In 2008, Australia had only 265.91 international arrivals per 1,000 people. To place this in better context, the corresponding figures for some COVID-19 'hotspots' are shown below:

Spain: 1,415.52 per 1,000 people
Italy: 734.95 per 1,000 people
Europe average: 1,218.97 per 1,000 people
UK: 494.59 per 1,000 people

These differences are amplified when you consider Australia's small population size. The United States, for example, has a relatively low per capita international tourist rate of 190.7 per 1,000 people - but has an almost thirteen-fold greater population.

What this all means is that, while our gloating bureaucrats publicly pat themselves on the back for 'containing' the virus with their highly destructive and inhumane lockdowns, the real praise goes to factors unrelated to any of their measures.

Because of its small population and isolation from the rest of the world, Australia is a low-risk country and was never going to be a COVID hotspot.

And in terms of PCR testing, this means a low number of past infections with the potential to show up as false-positives.

Also, while Australian bureaucrats have done much to harm our health system, the pathology industry here is still generally run to pretty high standards. And to be fair, the Communicable Diseases Network Australia emphasizes in its protocols for COVID-19 testing proper hygiene and handling of specimens. It also contains a meaningful discussion on suspected false positives and encourages retesting of such cases wherever possible.
= = =
#### Work instructions:
1. From the passage on Australia and COVID-19, list each place or average given an international arrivals rate per 1,000 people, with its rate.
2. In the passage on Australia and COVID-19, what does the Communicable Diseases Network Australia encourage for suspected false-positive cases?
3. Write a continuation of the passage on Australia and COVID-19, beginning right after its final sentence.
The lines play no part in anything asked about the passage on Australia and COVID-19.

#### Data extract:
= = =
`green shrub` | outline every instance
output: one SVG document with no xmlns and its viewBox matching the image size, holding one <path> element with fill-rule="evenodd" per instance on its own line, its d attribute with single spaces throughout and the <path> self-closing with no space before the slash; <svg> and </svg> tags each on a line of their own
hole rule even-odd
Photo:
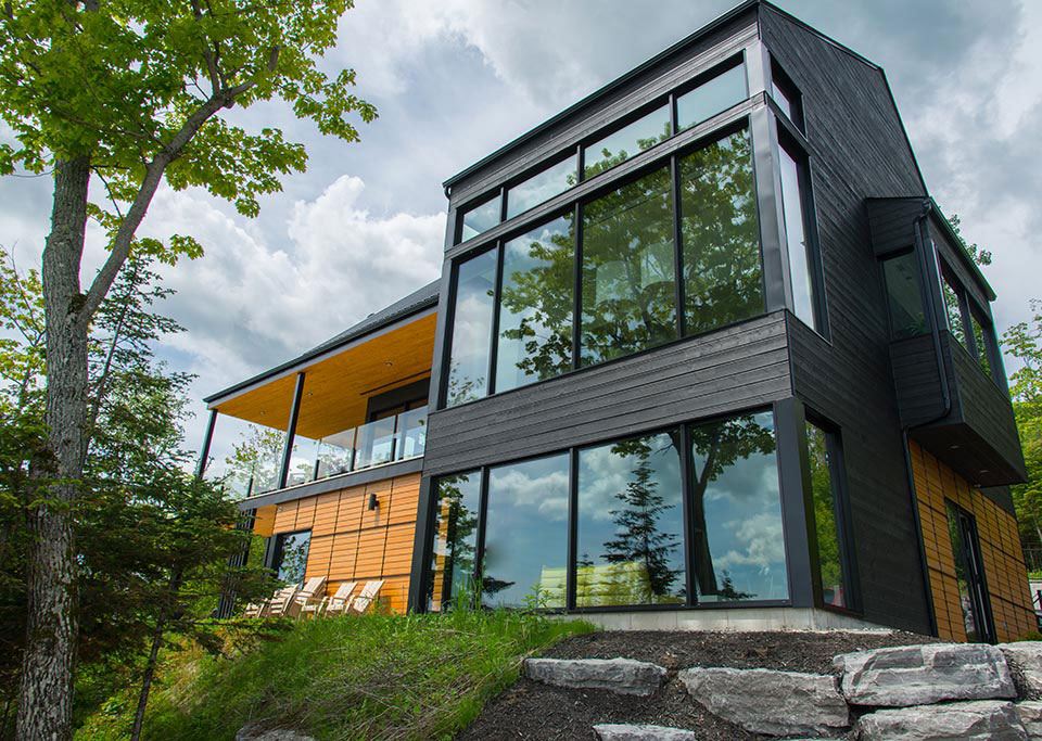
= = =
#### Responses per task:
1.
Australia: 265.91
Spain: 1,415.52
Italy: 734.95
Europe average: 1,218.97
UK: 494.59
United States: 190.7

2. It encourages retesting of such cases wherever possible.

3.
In a country like Australia, with a small population and low risk, there is no excuse not to follow these protocols. In developing countries or those with larger populations and higher infection rates (not to mention ongoing hysteria campaigns to remove the incumbent President), the same ability or willingness to adhere to such standards may not be present.

Australia is not a good proxy for the rest of the world. Nor is Mackay's insistence that he approaches PCR testing like an "artform" [sic] and that he is careful and thorough when running PCR tests in the laboratory. Mackay may indeed be highly competent and fabulously fastidious when performing PCR tests, but there is an abundance of evidence showing a lot of PCR testing around the world is done to standards far from artisan-like.

If we're going to literally destroy the world as we know it in the name of fighting a 'deadly' pandemic, then the scientific data supporting draconian anti-COVID measures should damn well be of the highest possible quality.

A testing method that has been shown under controlled conditions to produce mostly false-positives might be excusable in an environment where all results are carefully scrutinized and anything suspicious is subject to retesting.

But it is not excusable when those results are simply taken at face value (as seems to be the case in much of the world), and presented with no discussion of how many thermal cycles were needed to extract the positive result and no discussion of individual case histories.

Basing the daily parade of fear-mongering "case" numbers on testing methods with 91.7% false-positive rates (and that's using Mackay's most-favourable, selectively-cited figure) is not acceptable.

Unless, that is, you're associated with the dubious WEF and the CCP-appeasing UQ and your real goal is to befuddle, to dismiss critics as dopey conspiracists, and discourage valid criticism of a very real problem.

In which case, Klaus would probably be very proud of you.